__PROBLEM REQUIREMENTS__. Extract every line in the entries below that contains the word "water". Matching is case-sensitive.

===== RECORDS

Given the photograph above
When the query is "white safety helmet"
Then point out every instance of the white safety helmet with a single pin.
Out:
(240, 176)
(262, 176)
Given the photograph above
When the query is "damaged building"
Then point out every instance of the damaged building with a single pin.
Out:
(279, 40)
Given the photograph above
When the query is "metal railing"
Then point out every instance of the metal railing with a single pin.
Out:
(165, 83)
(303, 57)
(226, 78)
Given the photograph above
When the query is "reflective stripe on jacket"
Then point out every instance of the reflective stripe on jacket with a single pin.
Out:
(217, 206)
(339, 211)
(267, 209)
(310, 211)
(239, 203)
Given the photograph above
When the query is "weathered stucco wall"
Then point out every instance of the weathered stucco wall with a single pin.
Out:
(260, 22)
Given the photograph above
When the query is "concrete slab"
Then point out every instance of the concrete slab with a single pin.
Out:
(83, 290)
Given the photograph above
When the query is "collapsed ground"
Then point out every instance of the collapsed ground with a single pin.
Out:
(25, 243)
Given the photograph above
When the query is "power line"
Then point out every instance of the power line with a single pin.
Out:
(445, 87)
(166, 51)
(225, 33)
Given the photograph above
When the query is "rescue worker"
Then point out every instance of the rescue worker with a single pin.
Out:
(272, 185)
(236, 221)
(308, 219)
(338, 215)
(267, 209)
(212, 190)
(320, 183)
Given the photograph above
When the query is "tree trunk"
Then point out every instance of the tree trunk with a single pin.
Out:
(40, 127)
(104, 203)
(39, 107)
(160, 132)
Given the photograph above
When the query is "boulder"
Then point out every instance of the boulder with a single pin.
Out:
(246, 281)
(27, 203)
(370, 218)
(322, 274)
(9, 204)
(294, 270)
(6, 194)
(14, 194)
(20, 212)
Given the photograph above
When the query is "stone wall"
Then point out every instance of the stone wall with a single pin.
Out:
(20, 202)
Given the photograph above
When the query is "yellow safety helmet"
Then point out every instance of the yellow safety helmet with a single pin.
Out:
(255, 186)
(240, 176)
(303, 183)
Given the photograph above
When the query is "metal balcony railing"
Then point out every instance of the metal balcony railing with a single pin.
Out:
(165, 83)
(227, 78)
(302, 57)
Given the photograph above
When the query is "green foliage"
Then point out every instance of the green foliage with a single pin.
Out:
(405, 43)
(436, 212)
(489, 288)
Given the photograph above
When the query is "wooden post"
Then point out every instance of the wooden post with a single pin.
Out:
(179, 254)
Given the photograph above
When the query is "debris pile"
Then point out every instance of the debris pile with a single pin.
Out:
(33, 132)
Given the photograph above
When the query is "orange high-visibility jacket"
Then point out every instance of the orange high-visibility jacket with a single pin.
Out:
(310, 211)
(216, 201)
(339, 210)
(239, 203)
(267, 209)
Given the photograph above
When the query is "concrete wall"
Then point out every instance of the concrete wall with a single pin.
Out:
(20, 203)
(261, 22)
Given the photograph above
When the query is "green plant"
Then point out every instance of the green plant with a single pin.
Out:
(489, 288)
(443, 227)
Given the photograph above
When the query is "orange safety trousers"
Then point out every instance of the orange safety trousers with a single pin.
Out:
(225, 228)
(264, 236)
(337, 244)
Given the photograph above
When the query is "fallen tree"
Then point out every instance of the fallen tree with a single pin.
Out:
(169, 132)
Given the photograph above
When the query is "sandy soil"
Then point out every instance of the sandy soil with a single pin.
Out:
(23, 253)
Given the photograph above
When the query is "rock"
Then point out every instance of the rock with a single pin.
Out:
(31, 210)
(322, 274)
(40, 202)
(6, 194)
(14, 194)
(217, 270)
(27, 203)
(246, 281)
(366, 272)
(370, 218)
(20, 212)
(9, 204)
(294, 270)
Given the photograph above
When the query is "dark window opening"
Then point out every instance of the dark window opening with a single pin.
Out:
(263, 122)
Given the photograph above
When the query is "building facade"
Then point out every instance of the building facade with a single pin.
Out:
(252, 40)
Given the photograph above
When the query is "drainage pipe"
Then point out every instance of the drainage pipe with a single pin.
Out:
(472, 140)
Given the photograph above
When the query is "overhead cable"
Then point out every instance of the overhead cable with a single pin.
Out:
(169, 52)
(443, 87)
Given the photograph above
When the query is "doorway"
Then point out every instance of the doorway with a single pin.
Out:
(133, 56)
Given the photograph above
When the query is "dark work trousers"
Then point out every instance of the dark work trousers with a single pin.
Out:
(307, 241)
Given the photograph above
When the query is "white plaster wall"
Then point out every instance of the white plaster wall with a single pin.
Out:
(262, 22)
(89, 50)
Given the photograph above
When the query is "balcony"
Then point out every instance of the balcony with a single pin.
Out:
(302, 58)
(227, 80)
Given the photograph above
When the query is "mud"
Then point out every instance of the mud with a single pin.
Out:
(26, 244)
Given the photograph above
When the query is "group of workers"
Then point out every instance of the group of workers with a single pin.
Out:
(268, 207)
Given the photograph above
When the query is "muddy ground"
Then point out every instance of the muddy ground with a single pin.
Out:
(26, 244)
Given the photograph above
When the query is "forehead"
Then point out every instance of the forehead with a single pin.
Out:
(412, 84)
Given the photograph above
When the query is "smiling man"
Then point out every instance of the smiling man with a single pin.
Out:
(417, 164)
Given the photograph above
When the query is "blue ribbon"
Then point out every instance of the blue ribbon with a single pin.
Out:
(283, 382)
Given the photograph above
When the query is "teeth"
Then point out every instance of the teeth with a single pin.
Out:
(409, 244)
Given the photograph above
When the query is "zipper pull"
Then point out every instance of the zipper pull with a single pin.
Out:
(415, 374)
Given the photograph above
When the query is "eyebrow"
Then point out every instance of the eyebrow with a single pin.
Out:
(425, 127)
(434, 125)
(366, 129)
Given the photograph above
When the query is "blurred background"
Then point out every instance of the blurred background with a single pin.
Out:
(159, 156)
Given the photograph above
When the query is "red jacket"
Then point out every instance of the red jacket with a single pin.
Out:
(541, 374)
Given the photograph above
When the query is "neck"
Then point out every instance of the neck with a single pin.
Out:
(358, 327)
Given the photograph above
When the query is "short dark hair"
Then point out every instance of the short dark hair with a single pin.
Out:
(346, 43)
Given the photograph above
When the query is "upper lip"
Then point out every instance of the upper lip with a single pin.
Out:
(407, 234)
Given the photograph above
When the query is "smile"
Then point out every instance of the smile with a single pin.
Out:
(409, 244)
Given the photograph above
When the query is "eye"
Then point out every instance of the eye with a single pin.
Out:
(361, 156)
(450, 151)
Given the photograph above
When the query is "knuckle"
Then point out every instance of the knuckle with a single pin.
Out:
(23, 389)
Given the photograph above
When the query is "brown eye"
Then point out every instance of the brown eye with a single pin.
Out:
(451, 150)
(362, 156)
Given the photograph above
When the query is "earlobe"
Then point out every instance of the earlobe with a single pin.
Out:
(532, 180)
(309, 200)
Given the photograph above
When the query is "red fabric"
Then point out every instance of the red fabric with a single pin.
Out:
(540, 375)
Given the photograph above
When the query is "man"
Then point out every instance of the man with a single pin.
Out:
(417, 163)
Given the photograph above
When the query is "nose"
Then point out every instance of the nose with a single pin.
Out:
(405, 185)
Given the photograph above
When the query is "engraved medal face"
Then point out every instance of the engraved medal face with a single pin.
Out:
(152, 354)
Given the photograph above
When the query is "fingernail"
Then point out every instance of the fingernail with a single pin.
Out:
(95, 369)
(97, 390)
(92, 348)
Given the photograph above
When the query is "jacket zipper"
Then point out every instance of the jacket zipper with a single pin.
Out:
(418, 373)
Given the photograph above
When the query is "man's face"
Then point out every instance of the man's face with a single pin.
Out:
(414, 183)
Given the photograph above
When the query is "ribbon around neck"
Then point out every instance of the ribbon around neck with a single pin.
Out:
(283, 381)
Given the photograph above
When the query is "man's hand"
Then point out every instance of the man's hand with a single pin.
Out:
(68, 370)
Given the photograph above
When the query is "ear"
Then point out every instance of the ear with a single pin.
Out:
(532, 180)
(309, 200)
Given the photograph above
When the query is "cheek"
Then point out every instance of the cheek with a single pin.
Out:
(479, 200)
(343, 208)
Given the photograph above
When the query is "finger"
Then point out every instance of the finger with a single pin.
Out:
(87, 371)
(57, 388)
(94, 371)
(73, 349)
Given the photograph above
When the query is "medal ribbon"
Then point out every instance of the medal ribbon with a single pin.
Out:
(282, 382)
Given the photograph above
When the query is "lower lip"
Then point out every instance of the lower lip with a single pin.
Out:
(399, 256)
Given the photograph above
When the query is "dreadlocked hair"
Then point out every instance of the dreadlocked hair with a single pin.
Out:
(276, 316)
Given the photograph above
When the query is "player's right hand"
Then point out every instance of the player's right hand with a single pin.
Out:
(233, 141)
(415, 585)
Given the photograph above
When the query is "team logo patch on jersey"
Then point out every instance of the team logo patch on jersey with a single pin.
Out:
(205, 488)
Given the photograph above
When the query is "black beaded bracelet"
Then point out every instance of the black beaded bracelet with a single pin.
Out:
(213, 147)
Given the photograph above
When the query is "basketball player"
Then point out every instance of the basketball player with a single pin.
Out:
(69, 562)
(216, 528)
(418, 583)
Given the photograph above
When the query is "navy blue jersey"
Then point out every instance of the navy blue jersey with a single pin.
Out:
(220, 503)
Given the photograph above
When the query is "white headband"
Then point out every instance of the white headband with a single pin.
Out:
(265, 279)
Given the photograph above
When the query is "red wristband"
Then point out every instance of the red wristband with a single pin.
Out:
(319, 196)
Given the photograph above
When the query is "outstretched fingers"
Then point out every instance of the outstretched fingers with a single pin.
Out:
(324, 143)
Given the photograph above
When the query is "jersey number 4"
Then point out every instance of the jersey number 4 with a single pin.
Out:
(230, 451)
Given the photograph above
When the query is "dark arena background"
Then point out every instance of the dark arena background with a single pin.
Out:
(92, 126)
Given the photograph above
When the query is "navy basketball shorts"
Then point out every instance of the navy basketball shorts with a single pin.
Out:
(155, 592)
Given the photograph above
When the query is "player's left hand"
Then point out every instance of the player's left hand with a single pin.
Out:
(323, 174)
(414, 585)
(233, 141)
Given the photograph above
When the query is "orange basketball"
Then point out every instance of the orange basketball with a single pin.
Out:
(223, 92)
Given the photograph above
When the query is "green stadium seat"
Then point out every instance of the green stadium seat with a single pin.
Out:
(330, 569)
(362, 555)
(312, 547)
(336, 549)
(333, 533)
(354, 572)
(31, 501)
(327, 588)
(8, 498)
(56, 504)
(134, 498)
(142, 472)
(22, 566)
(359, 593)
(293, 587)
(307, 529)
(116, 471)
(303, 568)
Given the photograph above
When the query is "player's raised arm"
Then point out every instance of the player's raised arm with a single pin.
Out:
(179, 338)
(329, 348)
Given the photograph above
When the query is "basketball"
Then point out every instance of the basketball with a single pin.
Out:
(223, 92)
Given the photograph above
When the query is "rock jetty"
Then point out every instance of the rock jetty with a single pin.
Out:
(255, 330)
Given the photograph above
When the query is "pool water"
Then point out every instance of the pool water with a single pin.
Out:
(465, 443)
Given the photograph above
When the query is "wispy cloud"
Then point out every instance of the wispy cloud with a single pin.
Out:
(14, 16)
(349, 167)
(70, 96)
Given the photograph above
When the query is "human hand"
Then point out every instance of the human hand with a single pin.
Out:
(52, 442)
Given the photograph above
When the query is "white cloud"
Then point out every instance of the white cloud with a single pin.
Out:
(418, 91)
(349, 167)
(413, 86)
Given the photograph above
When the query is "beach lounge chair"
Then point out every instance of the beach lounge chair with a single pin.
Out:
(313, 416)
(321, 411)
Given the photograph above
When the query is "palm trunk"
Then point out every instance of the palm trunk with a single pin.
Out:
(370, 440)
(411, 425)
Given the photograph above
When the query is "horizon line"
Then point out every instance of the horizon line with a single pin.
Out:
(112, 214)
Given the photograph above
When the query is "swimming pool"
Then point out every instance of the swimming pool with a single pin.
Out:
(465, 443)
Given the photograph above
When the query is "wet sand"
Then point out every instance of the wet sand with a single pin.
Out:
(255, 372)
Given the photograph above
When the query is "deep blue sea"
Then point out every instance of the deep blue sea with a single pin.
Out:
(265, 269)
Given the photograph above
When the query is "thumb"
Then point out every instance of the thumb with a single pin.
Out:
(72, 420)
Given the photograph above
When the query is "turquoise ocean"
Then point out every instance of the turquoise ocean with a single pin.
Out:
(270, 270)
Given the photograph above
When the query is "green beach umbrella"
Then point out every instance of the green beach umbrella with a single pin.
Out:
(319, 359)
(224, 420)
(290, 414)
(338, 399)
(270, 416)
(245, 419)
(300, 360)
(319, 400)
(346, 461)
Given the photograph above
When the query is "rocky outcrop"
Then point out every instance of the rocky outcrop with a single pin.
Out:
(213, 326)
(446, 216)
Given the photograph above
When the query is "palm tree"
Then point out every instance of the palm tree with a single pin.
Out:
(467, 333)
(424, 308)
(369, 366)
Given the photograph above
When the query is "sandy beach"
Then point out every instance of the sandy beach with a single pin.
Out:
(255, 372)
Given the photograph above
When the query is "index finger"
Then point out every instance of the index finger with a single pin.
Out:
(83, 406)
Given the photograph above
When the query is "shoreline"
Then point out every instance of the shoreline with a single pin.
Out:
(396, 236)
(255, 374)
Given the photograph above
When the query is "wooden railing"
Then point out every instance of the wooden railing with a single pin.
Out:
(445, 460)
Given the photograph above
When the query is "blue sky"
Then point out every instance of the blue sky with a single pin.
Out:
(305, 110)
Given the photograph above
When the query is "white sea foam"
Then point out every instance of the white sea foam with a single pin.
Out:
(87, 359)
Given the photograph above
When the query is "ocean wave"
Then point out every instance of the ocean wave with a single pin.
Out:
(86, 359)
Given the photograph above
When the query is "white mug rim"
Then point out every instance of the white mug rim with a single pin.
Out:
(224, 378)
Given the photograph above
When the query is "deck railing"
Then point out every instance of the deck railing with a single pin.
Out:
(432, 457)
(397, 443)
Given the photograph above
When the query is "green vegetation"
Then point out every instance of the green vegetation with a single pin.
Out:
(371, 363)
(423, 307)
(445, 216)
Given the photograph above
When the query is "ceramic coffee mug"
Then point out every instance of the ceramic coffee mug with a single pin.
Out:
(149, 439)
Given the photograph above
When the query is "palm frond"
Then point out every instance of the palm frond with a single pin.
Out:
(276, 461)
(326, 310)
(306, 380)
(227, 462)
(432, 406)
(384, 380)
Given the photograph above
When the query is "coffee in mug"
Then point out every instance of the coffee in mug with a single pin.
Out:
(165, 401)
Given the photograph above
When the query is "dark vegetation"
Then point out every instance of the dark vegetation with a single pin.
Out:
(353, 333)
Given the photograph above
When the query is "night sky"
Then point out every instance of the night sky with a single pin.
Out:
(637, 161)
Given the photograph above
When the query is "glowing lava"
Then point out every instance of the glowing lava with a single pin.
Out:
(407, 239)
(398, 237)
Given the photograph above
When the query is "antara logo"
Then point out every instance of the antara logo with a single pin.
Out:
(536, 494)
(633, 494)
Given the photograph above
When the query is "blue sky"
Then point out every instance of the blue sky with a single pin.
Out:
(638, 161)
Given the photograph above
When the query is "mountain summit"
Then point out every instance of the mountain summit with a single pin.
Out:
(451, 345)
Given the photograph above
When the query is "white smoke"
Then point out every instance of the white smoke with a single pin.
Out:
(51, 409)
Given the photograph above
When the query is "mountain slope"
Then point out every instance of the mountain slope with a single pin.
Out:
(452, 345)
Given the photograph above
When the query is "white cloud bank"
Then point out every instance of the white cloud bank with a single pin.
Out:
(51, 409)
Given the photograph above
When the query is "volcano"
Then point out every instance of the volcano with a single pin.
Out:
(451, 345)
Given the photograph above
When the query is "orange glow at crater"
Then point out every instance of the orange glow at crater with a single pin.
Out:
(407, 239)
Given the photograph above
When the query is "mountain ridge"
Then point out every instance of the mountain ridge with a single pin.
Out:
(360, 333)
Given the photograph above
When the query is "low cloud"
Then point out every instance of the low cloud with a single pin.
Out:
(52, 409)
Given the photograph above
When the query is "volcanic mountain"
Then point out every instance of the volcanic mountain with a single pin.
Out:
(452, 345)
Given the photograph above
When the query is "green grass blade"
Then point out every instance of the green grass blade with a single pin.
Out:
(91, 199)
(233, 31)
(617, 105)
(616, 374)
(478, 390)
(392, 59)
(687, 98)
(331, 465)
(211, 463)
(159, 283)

==========

__REPLY__.
When the query is "pool water"
Then point out every instance of the pool water with a single pin.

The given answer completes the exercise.